Polygon outlines for photos:
########

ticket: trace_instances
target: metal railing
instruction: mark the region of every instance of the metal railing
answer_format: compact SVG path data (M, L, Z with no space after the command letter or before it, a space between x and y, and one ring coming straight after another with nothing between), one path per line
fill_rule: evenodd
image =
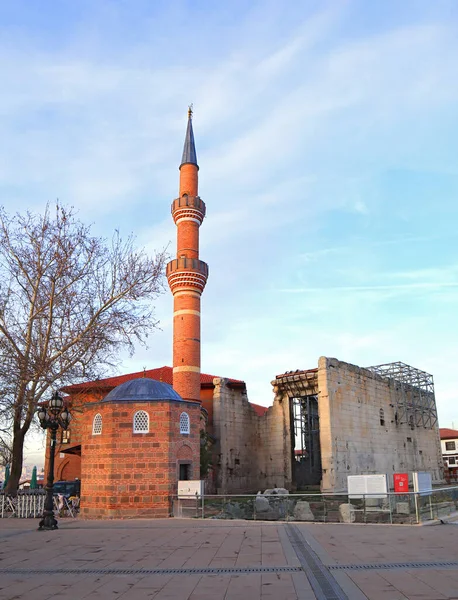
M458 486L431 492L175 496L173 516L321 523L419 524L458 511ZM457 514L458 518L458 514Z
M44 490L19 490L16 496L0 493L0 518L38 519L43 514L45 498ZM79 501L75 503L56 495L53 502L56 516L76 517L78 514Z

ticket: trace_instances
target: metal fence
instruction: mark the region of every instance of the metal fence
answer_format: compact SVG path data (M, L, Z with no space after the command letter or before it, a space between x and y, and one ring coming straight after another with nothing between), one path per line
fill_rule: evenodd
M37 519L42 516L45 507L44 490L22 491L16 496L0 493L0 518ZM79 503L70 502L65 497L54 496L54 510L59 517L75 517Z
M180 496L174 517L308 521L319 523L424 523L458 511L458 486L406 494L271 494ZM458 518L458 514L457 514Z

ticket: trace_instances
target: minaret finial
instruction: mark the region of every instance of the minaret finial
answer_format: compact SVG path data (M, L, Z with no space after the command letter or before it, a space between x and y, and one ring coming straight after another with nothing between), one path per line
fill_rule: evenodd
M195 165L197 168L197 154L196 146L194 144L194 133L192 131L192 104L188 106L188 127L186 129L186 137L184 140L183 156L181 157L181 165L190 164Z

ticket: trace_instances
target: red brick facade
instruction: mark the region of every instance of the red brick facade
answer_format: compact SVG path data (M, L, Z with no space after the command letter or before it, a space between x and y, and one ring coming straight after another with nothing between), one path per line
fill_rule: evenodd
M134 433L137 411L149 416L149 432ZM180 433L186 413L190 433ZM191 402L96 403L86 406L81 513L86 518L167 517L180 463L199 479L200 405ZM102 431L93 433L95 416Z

########

§ WHAT TO PRODUCE:
Render all of the records above as a two-column CSV with the columns record_text and polygon_paths, one row per record. Put each record's text and its answer in a single quoted field with line breaks turned into spaces, and leave the pictures out.

§ EXERCISE RESULT:
record_text,polygon_paths
"ticket: trace_instances target: metal railing instruction: mark the region of every instance of the metal railing answer_format: compact SVG path data (M, L, Z with no space after the command letter or before it, a space between x and y, and one ring coming straight after another with nothing between), one path per line fill_rule: evenodd image =","M458 486L431 492L175 496L173 516L321 523L419 524L458 511ZM457 514L458 518L458 514Z M44 490L19 490L16 496L0 493L0 518L38 519L43 514L45 498ZM79 501L75 503L56 495L53 502L56 516L76 517L78 514Z"
"ticket: trace_instances target: metal fence instruction: mark the region of every instance of the metal fence answer_format: compact SVG path data (M, L, Z with no space after the command letter or before it, a space between x and y, and one ring coming straight after another with nothing between), one path per line fill_rule: evenodd","M37 519L42 516L45 507L44 490L22 491L16 496L0 493L0 518ZM79 503L70 502L65 497L54 496L54 510L59 517L75 517Z M180 496L174 517L308 521L319 523L424 523L458 511L458 486L406 494L271 494ZM458 518L458 514L457 514Z"
"ticket: trace_instances target: minaret finial instruction: mark the region of every instance of the minaret finial answer_format: compact SVG path data (M, L, Z with no space after the command letter or before it, a space between x and y, and one ring coming straight after another with nothing between), one path per line fill_rule: evenodd","M195 165L197 168L197 154L196 146L194 144L194 133L192 131L192 104L188 106L188 127L186 129L186 137L184 140L183 156L181 157L181 165L190 164Z"
"ticket: trace_instances target: red brick facade instruction: mark the region of every instance of the red brick facade answer_format: compact SVG path data (M, L, Z with no space after the command letter or before it, a space between x and y, and one ring coming straight after another with nothing between), one path per line fill_rule: evenodd","M134 433L137 411L149 416L149 432ZM180 433L186 413L190 433ZM191 402L96 403L86 406L81 513L86 518L167 517L180 463L199 479L200 405ZM102 431L93 433L95 416Z"